Wanneer het HvJEG bijvoorbeeld stelt dat in vergelijkende reclame het prijsverschil tussen de vergeleken producten groter mag zijn dan het gemiddelde prijsverschil of, dat prijzen van goederen uit parallelimport mogen vergeleken worden met die van goederen uit een officieel distributiekanaal, enz… dan is dit handelsgedrag niet misleidend omdat het HvJEG, net zoals de nationale rechter dat moet doen, cumulatief oordeelde over de voorwaarden a) t/m h) aan de hand van de communautair vastgestelde criteria met uitsluiting van eventueel strengere nationale normen.
Deze redenering geldt uiteraard zowel voor Belgie als voor Nederland bij de respectievelijke toepassing van art. 3bis lid 1 onder a) Ri, maar wordt hier aangevoerd en uitgelegd omwille van een specifieke zaak door de President van de rechtbank te Utrecht uitgesproken op 4 januari 2000 ([55]) inzake Hans Anders tegen Pearle.
Zowel Hans Anders als Pearle drijft een onderneming met o.m. de verkoop van brilmonturen en brillenglazen aan het publiek.
In een TV commercial wordt een man getoond die met een steekkarretje –waarop zich plastic laden bevinden- een winkel van Pearle binnenloopt, deze laden vult met monturen van Pearle, afrekent en vervolgens de laden in een gereedstaande witte bestelbus plaatst waarop de tekst ‘Hans Anders Opticiens’ is aangebracht.
Men kan direct de essentie van de story vatten, m.n. dat een man van Hans Anders alle monturen met korting bij Pearle opkoopt (omdat de prijzen dermate laag zijn dat ze zelfs voor de concurrent interessant zijn). Het gaat dus om vergelijkende reclame, dat moet niet meer uitgelegd worden.
Niettemin oordeelt de president inzake niet zoals zojuist uitgelegd, zonder nationale toevoegingen.
De zaak wordt behandeld op basis van art. 6:194 BW, misleidende reclame, vanaf r.o 3.4 tot en met r.o. 3.12.
Vervolgens wordt aangehaald in r.o. 3.17, dat Pearle beroep heeft gedaan op de Ri maar daarbij wordt overwogen dat deze Ri bepaalt dat vergelijkende reclame geoorloofd is o.a. op voorwaarde dat deze niet misleidend is in de zin van de Ri om dan te stellen “Onderhavioge commercials zijn gezien het bepaalde in de Ri en het hiervoor overwogene aan te merken als misleidend”.
Het hiervoor overwogene was het overwogene op basis van het nationale art. 6:194 BW.
(vanaf r.o. 3.4 tot en met 3.12).
Het moet toegegeven worden dat de beoordeling van art. 3bis lid 1 onder a) m.n. dat de vergelijking niet misleidend mag zijn, overeenkomstig de bedoelingen van gemeenschapsrecht (zonder mogelijkheid tot afwijken) wel uiterst moeilijk is en dat het bijna voor de hand ligt dat dit aspect naar (gekende) nationale normen wordt beoordeeld bij gebrek aan concretere aanwijzingen.

§ VASTGELEGDE GEGEVENS:
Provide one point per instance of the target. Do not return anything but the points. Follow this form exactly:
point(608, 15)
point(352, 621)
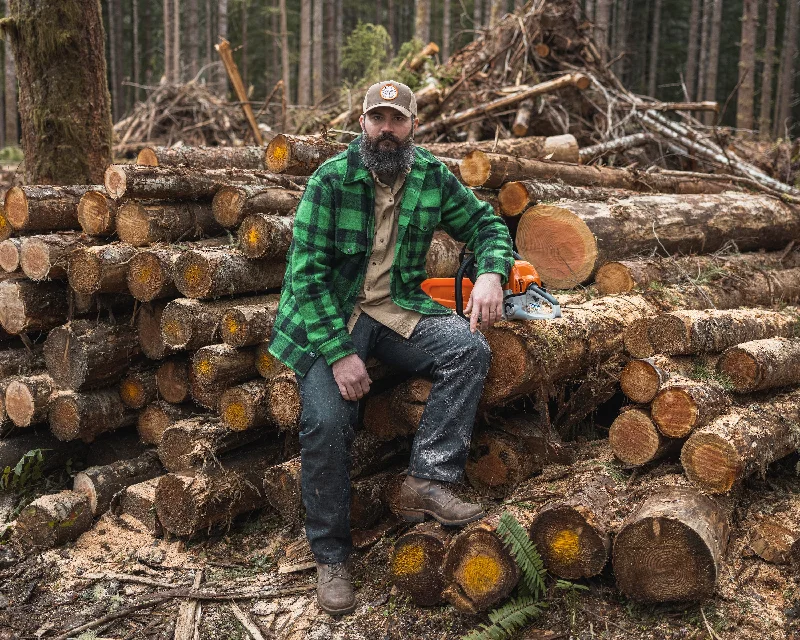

§ UIT TE VOEREN TAKEN:
• 1. Noem alle voorwerpen die de man in de tv-commercial uit de tekst over vergelijkende reclame gebruikt of hanteert.
• 2. Breid de tekst over vergelijkende reclame uit met een vervolg dat aansluit op de laatste zin.

§ OPGELOSTE TAKEN:
• 1.
- het steekkarretje
- de plastic laden
- de monturen van Pearle
- de witte bestelbus met de tekst 'Hans Anders Opticiens'

• 2.
De ‘knopen doorhakkende’uitspraak inzake Peppig tegen Hartlauer van het HvJEG dateert van 8 april 2003 en dus van na de Utrechtse uitspraak van 2000.
De president beschikte nog niet over richtingaanwijzende gevallen en de overweging van het Europese Hof, dat de aan de vergelijkende reclame gestelde eisen in de voor deze reclame meest bevorderlijke zin moeten worden uitgelegd.([56]).
Ongeveer hetzelfde zien we gebeuren in een uitspraak van de Voorzieningenrechter van Almelo ruim twee jaar later in de zaak Specsavers tegen Fielmann ([57]);
“Art. 6:194a BW is weliswaar pas in werking getreden kort na de plaatsing van de gewraakte advertenties van Specsavers, maar het wijkt materieel niet af van het voordien geldende recht” (r.o. 19 in reconventie).
De les die de nationale rechters (en studenten) uit deze voorvallen moeten leren is dat gemeenschapsrecht nooit in bestaande (en gekende) nationale schoenen hoort maar bij elke nieuwe Vo en Ri in de eigen kinderschoenen staat, zodat prejudiciele vragen moeten worden gesteld, en veel, om uiteindelijk tot de algemeen bedoelde harmonisatie te komen, niet alleen in de wetgeving maar ook en vooral in de rechtspraak.
Vele advocaten vergeten dat zij de rechter kunnen verzoeken om een prejudiciele vraag te stellen; dat dat dus geen spontaan initiatief van de rechter hoeft te zijn.
Mr. R.W.de Vrey drukt het als volgt uit:
“Totale harmonisatie … (uitleg beperkte ruimte om in te passen in de nationale rechtsorde) ….. Verder is men dan voor de uitleg van rechtsbegrippen in grote mate afhankelijk van het Europese Hof van Justitie”([58]).
Het betoog van deze auteur met studienummer 201177 is al jaren, kijk eerst of de materie die het probleem behelst misschien internationaal geregeld is. Als beste voorbeeld het Weens Koopverdrag. Kijk dan of het onderwerp geregeld is door Gemeenschapsrecht (Vo) of geimplementeerd Gemeenschapsrecht is en naar de Europese uitspraken daarover. Dan pas naar nationale verwijzingen, niet andersom.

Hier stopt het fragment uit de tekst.